**EXCERPT TO READ**

----------------

[SciPy-dev] what the heck is an egg ;-)

Damian Eads eads at soe.ucsc.edu
Sat Dec 1 16:20:36 EST 2007


Joe Harrington wrote:
>> setup.py and using distutils is not novel: this is the standard way to 
>> distribute python packages to be built for years (distutils was included 
>> in python in 2000, 2001 ?).
> 
> Well, it's a matter of perspective, and the perspective I take is that
> of a new user to Python, or even a non-Python-using system manager who
> is installing numpy and friends for others to use.  To them, *anything*
> that is not a tar.gz, RPM, or Deb is novel, and most would not dare to
> use even an un-novel tar.gz in their OS directories.  Then we say, here,
> execute this setup.py as root, it's code for an interpreted language and
> you have no idea what it will do.  Well, that's pretty terrifying,
> especially to the security-conscious.

It takes enough time to write a package, write the build scripts, 
document everything nicely, polish the documentation, write tests to 
cover an adequate number of cases, test the code, and maintain the code 
while not breaking the tests. Meanwhile, many of us need to get some 
science done in the middle of all of it. The fact that some people 
haven't gotten around to debbing or RPM'ing their packages is 
understandable. It's all a matter of whether the author has time or 
interest in doing packaging. If someone is reluctant to use a package 
because the author has yet to get it packaged up, then how is it the 
problem of the author or community? This does not mean we don't want to 
have everything nicely packaged up in RPM or dpkg format.

> I know almost nothing about eggs.  I see them being used for all the
> Enthought code, which provides the de facto standard 3D environment,
> mayavi2.  What's a numerical package without a 3D environment?  While
> that's not on scipy.org, it's darn close, and necessary for an
> environment that competes with IDL or Matlab.

I've been using various numerical environments for years and have never 
had a need for a 3D environment. There are many people who need one but 
certainly not everyone. I'm not sure what you mean by competition 
because it's hard to compete with something that's free and easy-to-use, 
especially when it does what you want. Granted there are algorithms or 
tools in IDL and MATLAB that aren't in Scipy (the same could be said the 
other way around). The difference is that you don't pay for Scipy. You 
could certainly offer to pay someone in the community to write the thing 
you need, or you could do it yourself.

----------------

(Records from a data collection)
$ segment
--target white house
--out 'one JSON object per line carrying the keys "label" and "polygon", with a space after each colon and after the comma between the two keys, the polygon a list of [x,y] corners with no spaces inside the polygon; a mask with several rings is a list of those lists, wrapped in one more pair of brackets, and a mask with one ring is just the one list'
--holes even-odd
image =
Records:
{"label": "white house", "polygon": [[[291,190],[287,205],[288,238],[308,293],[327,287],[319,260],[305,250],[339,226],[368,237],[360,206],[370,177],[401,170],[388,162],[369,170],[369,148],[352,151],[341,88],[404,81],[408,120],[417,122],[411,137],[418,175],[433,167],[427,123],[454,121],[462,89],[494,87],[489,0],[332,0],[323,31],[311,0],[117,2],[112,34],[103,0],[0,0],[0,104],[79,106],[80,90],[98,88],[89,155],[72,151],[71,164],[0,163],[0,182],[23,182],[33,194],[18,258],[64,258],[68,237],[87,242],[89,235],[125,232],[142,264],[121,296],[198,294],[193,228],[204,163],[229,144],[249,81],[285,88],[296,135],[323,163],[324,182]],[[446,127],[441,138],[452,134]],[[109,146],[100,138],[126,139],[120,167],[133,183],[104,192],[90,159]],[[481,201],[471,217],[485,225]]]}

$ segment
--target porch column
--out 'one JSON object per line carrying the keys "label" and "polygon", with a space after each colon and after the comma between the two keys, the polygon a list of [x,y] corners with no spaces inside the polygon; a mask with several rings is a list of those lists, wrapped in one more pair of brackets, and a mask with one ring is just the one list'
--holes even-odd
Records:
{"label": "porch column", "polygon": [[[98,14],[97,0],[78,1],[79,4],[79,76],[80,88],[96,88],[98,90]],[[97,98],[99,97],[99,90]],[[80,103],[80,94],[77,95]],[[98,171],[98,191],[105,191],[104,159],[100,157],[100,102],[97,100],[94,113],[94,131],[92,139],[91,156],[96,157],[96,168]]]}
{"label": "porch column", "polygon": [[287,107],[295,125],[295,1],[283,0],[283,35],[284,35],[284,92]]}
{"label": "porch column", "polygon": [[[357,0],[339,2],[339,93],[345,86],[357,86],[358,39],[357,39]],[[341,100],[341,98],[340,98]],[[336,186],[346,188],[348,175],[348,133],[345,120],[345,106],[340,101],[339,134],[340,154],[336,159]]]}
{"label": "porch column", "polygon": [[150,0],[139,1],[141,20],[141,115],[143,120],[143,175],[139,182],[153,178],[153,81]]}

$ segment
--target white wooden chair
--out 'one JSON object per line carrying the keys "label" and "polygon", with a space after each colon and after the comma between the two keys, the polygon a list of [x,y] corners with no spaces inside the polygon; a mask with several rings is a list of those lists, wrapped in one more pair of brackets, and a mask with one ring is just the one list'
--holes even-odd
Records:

----------------

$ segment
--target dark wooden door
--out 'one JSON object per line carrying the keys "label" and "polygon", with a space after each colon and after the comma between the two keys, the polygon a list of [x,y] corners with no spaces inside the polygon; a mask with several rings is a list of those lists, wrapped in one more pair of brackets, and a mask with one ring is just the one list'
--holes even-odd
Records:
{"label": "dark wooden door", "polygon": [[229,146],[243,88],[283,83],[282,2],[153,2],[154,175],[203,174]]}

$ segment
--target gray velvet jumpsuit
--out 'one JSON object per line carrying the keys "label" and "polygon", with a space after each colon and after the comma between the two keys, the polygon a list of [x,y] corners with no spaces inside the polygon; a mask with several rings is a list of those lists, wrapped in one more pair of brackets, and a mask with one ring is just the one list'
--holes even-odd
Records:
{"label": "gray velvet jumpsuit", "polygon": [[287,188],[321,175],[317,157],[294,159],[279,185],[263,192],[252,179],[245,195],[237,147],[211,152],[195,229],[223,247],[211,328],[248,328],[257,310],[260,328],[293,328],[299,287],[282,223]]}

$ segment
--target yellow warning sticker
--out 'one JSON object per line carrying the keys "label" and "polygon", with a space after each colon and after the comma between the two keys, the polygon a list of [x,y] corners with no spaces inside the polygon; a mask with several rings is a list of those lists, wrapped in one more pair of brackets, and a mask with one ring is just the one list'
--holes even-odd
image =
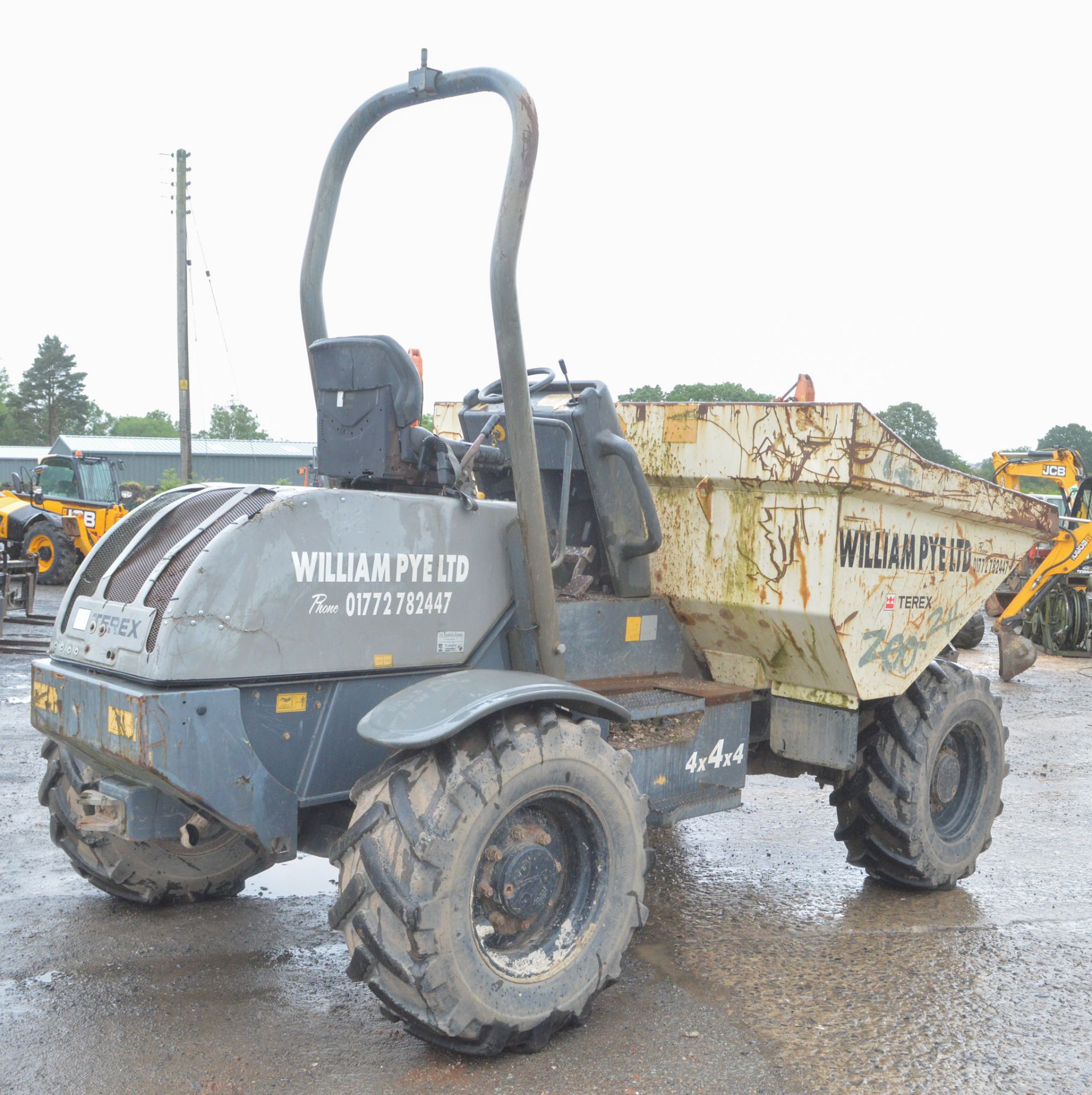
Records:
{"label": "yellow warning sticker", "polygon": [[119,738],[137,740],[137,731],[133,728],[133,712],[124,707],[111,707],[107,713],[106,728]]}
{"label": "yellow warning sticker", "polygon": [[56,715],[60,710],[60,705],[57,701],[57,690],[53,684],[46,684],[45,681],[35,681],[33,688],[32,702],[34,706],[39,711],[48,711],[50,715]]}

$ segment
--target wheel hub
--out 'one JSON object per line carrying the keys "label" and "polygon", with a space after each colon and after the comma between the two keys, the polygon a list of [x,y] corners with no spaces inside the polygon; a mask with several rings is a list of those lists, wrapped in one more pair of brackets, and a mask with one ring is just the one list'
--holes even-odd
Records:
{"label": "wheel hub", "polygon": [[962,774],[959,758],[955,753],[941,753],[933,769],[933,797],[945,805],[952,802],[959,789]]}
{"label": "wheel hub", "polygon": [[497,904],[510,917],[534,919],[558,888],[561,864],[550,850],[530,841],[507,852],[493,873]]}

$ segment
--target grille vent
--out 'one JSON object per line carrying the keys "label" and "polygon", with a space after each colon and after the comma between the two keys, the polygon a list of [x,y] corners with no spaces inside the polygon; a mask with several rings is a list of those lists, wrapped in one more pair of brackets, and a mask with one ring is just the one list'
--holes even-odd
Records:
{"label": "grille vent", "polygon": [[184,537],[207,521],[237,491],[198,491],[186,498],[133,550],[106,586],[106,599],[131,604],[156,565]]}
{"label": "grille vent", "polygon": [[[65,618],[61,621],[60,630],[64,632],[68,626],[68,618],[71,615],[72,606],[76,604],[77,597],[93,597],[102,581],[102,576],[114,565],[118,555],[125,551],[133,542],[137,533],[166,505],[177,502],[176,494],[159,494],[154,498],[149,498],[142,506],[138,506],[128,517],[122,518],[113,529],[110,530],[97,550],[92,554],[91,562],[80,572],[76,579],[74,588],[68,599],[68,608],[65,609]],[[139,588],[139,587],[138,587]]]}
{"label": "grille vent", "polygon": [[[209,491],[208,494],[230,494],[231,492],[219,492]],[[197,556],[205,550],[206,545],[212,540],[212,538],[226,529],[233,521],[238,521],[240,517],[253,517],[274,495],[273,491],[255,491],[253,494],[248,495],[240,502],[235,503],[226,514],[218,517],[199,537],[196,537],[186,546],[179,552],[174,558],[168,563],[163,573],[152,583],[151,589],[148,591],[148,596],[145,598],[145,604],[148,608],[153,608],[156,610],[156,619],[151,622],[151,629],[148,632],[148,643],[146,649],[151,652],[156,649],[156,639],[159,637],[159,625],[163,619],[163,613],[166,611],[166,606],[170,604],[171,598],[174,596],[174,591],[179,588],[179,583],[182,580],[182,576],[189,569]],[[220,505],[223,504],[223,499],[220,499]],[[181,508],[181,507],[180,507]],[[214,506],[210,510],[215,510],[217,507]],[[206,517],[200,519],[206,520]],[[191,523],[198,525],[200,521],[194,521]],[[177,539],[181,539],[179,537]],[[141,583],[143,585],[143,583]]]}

----------------

**EXERCISES**
**A.** Answer each question using the mailing-list message, one answer per line and marked to match:
(i) Which three formats does Joe Harrington say are the only ones a new user would not consider novel?
(ii) What does he call the de facto standard 3D environment?
(iii) According to the reply, what is the difference between Scipy and IDL or MATLAB?
**B.** Rewrite the mailing-list message from "[SciPy-dev] what the" up to and including "2000, 2001 ?).", swapping "distutils" for "setuptools" throughout.
You won't need the records for anything here.

**PROBLEM SOLUTIONS**
**A.**
(i) tar.gz, RPM, and Deb
(ii) mayavi2
(iii) You don't pay for Scipy.

**B.**
[SciPy-dev] what the heck is an egg ;-)

Damian Eads eads at soe.ucsc.edu
Sat Dec 1 16:20:36 EST 2007


Joe Harrington wrote:
>> setup.py and using setuptools is not novel: this is the standard way to 
>> distribute python packages to be built for years (setuptools was included 
>> in python in 2000, 2001 ?).